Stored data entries
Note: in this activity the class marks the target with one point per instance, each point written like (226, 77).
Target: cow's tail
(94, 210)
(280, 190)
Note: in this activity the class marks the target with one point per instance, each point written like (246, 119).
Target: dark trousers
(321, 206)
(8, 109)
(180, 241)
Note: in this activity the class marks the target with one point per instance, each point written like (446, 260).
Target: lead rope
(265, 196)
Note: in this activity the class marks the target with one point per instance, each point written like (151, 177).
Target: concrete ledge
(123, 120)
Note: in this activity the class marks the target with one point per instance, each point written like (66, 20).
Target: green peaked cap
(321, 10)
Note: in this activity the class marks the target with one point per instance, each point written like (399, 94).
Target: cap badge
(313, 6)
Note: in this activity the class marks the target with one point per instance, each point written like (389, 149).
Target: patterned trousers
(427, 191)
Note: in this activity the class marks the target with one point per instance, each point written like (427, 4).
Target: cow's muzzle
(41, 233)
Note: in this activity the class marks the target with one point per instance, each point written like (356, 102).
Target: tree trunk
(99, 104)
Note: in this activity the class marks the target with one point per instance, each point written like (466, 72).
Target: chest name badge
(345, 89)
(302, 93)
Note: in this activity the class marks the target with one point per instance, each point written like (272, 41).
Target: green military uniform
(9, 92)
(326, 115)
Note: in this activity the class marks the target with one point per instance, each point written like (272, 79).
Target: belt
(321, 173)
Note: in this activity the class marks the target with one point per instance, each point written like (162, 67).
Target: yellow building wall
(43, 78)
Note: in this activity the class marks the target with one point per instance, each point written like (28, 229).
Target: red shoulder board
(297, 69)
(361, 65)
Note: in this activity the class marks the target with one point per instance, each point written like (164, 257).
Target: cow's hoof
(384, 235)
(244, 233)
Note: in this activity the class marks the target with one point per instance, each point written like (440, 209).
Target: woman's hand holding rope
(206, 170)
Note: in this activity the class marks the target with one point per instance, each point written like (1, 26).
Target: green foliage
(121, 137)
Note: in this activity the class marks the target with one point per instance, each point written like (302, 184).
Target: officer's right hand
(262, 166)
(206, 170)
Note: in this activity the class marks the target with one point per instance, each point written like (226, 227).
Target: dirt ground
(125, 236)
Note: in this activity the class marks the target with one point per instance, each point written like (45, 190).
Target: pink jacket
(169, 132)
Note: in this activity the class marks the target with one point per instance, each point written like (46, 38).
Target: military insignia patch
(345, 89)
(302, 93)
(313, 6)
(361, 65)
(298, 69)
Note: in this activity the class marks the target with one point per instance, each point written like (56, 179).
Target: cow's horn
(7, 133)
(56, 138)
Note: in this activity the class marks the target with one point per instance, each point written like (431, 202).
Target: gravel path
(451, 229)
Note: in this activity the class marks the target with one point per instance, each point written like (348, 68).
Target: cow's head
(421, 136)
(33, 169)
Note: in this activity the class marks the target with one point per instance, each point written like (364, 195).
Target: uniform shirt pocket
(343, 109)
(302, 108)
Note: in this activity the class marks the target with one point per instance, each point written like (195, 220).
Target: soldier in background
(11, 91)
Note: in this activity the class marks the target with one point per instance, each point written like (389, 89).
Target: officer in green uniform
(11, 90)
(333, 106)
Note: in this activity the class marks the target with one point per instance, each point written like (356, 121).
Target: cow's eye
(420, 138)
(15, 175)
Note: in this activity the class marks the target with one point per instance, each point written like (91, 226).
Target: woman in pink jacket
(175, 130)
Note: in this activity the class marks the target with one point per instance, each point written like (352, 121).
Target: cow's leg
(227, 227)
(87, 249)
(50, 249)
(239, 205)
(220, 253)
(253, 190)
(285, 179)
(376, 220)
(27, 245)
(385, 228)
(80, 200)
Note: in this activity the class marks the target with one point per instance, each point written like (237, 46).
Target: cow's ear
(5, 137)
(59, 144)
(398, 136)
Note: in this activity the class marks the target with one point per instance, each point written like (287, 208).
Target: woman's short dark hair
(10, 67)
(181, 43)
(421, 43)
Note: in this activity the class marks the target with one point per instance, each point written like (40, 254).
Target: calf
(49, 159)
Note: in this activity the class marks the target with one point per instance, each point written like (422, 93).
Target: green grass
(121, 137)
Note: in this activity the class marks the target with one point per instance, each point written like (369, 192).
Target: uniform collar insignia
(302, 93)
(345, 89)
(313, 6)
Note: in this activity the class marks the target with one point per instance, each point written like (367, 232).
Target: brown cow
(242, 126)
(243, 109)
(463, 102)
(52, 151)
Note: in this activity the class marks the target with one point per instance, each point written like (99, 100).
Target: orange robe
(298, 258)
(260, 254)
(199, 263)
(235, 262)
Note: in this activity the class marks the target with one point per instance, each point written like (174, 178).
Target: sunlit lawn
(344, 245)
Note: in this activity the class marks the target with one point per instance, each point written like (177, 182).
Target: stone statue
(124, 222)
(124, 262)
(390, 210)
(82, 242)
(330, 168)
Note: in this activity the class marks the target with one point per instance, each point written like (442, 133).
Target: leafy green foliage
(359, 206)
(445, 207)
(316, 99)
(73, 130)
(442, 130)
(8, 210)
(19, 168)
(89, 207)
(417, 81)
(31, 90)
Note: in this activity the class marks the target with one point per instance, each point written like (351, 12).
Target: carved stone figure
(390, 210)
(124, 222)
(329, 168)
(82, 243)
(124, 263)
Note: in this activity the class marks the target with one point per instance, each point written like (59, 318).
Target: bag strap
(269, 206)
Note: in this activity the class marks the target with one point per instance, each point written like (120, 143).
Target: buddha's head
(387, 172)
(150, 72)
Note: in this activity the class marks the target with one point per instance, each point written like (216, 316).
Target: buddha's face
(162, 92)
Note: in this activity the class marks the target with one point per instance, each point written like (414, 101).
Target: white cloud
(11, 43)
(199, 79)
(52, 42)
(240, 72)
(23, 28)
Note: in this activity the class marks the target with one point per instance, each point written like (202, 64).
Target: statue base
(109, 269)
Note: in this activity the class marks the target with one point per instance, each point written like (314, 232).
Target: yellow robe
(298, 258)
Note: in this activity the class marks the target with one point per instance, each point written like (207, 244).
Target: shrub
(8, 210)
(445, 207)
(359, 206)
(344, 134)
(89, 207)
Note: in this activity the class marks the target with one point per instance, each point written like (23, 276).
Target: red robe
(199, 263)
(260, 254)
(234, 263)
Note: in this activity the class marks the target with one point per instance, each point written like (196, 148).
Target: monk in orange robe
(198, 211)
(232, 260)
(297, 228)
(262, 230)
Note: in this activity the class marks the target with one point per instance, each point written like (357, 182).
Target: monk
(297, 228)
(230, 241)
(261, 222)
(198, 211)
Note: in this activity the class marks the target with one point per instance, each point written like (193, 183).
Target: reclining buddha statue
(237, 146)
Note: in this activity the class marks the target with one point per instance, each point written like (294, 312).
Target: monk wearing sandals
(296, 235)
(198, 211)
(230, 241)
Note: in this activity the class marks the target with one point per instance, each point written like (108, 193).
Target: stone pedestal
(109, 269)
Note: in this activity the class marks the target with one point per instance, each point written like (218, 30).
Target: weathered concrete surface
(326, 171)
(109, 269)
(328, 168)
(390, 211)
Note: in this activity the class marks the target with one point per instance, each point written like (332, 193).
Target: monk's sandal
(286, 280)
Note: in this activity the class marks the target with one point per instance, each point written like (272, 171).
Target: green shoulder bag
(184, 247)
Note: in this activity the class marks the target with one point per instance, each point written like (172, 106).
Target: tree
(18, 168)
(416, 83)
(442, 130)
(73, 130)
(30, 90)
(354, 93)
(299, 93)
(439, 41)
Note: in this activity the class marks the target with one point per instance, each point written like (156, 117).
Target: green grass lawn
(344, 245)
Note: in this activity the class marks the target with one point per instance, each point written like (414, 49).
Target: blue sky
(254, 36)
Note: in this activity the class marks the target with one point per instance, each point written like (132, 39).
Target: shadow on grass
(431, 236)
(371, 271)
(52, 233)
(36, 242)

* **Exercise**
Using the records above, copy word for word the line with "Target: officer in green uniform", the line with "like (352, 121).", and every line between them.

* **Solution**
Target: officer in green uniform
(11, 90)
(333, 106)
Note: in this activity the class marks the target with one point per instance, each point written like (356, 121).
Target: cow's eye
(420, 138)
(15, 175)
Note: in this activity the class marks the target with one point per instance, each point written like (91, 226).
Target: woman in pink jacket
(175, 130)
Note: in this activity the class marks the target with one point per instance, each point written like (352, 121).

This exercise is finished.